**PROBLEM STATEMENT**
Transcribe nothing but the lines from the one with "Locate the clear" to the end of the entries, both included, keeping each exact and leaving every picture out.

'''

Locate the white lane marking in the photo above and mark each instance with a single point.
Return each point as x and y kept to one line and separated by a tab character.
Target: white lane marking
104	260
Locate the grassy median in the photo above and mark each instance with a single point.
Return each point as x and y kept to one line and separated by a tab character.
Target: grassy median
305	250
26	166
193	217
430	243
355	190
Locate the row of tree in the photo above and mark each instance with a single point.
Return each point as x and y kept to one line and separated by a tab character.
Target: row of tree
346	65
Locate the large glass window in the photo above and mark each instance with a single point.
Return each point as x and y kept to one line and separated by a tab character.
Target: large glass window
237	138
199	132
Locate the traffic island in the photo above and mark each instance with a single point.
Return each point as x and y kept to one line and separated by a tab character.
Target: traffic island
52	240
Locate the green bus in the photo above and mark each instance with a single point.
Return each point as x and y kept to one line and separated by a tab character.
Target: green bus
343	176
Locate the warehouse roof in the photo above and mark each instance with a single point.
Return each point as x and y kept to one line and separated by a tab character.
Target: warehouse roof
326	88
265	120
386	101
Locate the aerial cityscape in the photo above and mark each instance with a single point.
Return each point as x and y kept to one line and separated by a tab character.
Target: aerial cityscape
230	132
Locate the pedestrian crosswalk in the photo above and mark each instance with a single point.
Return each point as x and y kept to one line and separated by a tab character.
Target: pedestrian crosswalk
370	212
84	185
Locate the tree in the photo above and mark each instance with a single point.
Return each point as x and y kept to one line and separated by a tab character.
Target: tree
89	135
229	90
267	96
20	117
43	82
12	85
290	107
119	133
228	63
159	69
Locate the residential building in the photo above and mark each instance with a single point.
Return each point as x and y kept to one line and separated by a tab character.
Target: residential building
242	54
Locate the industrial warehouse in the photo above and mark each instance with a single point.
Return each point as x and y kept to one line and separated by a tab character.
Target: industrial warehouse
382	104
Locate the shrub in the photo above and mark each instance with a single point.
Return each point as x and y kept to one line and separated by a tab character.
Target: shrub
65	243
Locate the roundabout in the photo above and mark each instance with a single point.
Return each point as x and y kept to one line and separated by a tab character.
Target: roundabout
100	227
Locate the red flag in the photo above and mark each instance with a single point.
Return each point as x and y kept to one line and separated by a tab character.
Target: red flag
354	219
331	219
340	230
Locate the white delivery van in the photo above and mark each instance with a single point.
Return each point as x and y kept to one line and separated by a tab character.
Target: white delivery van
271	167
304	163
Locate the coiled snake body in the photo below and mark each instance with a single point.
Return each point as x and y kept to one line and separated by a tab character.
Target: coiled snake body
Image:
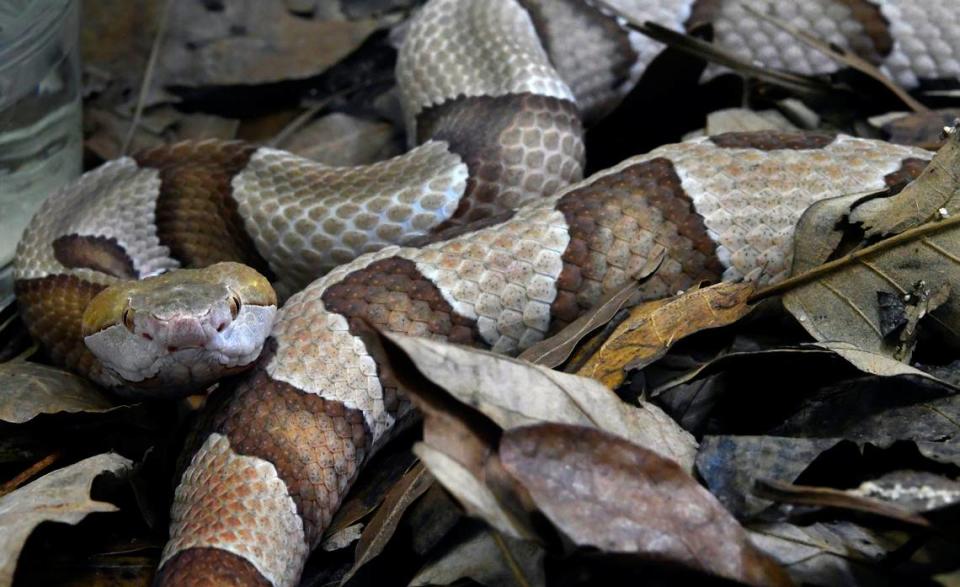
500	133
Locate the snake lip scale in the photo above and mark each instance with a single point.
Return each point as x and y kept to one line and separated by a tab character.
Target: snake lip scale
482	234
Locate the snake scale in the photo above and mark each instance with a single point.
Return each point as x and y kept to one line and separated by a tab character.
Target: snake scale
511	245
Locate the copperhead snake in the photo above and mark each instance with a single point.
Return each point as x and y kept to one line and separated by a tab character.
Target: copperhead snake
494	93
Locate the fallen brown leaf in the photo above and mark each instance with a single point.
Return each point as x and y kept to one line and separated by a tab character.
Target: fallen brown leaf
489	559
30	389
60	496
536	394
381	527
652	328
604	492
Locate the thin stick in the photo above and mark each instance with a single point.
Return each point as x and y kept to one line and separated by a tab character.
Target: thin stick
831	266
308	114
147	75
29	473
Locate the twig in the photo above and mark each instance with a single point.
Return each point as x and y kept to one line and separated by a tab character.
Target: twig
837	264
30	472
147	75
840	55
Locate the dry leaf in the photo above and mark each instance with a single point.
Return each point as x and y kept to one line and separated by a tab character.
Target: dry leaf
729	465
875	363
472	493
29	389
837	301
381	527
60	496
244	43
654	327
535	394
342	140
746	120
922	201
835	553
605	492
920	129
488	559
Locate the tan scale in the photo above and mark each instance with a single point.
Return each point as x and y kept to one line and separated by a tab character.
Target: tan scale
238	504
504	56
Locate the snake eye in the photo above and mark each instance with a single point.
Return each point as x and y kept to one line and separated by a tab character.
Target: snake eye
234	305
128	318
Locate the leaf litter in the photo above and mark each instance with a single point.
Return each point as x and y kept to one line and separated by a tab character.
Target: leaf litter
804	433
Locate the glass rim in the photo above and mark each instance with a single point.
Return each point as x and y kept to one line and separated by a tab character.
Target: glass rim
37	34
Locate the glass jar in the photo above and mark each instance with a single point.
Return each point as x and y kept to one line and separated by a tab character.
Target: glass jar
40	126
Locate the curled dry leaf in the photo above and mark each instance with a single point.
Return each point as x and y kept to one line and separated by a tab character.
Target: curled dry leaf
29	389
745	120
837	300
471	490
489	559
381	527
60	496
535	394
652	328
604	492
875	363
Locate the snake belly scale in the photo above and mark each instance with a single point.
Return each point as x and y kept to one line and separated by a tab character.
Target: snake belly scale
495	98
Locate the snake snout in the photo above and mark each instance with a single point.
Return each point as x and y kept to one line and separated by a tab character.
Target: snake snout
183	332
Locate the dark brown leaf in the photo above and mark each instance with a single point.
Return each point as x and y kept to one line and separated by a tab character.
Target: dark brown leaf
380	530
605	492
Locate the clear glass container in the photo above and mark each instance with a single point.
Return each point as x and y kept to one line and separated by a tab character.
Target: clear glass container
40	126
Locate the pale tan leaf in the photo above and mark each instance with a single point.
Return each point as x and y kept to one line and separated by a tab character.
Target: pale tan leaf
933	195
604	492
60	496
556	349
29	389
652	328
342	140
838	300
745	120
381	527
515	393
472	493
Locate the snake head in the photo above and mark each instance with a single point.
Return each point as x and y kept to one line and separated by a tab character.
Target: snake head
176	333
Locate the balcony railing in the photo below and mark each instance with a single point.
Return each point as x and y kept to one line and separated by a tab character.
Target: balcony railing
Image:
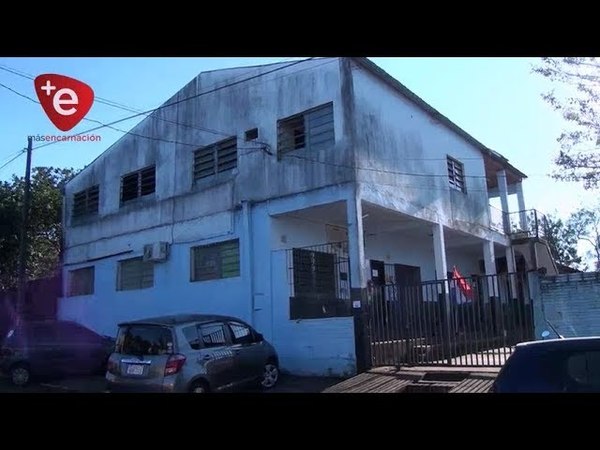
527	224
519	225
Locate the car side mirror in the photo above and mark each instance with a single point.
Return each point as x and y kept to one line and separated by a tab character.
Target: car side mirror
545	334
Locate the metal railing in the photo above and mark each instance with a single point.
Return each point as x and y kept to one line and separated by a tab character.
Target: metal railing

'''

**WRITTEN SOLUTION**
Locate the clear glass container in the photo above and mark each instance with a single point.
Return each point as x and y kept to one line and separated by a tab character.
Target: clear glass container
40	126
Locate the pale tan leaf in the photo above and mark each instance with a single point.
Return each point as x and y kept to one line and separated by a tab character.
Target: pale tan leaf
933	195
604	492
60	496
556	349
29	389
652	328
342	140
838	300
745	120
381	527
515	393
472	493
Locate the snake head in the photo above and mark each instance with a single point.
Return each point as x and y kept to one line and separated by a tab character.
Target: snake head
176	333
Locate the balcony railing in the photo below and mark each instance with a single point.
Return each point as x and y kept to one line and separated by a tab character.
Target: balcony railing
Image:
527	224
519	225
Locate the car side mirror in the photo above and mark each instance with a single point.
Return each point as x and y kept to one line and separated by a tab character.
Target: car side mirror
545	334
Locate the metal railing in the photo above and mark each instance with a single point.
Return each point as x and y kept to one line and separated by a tab character.
Target: metal railing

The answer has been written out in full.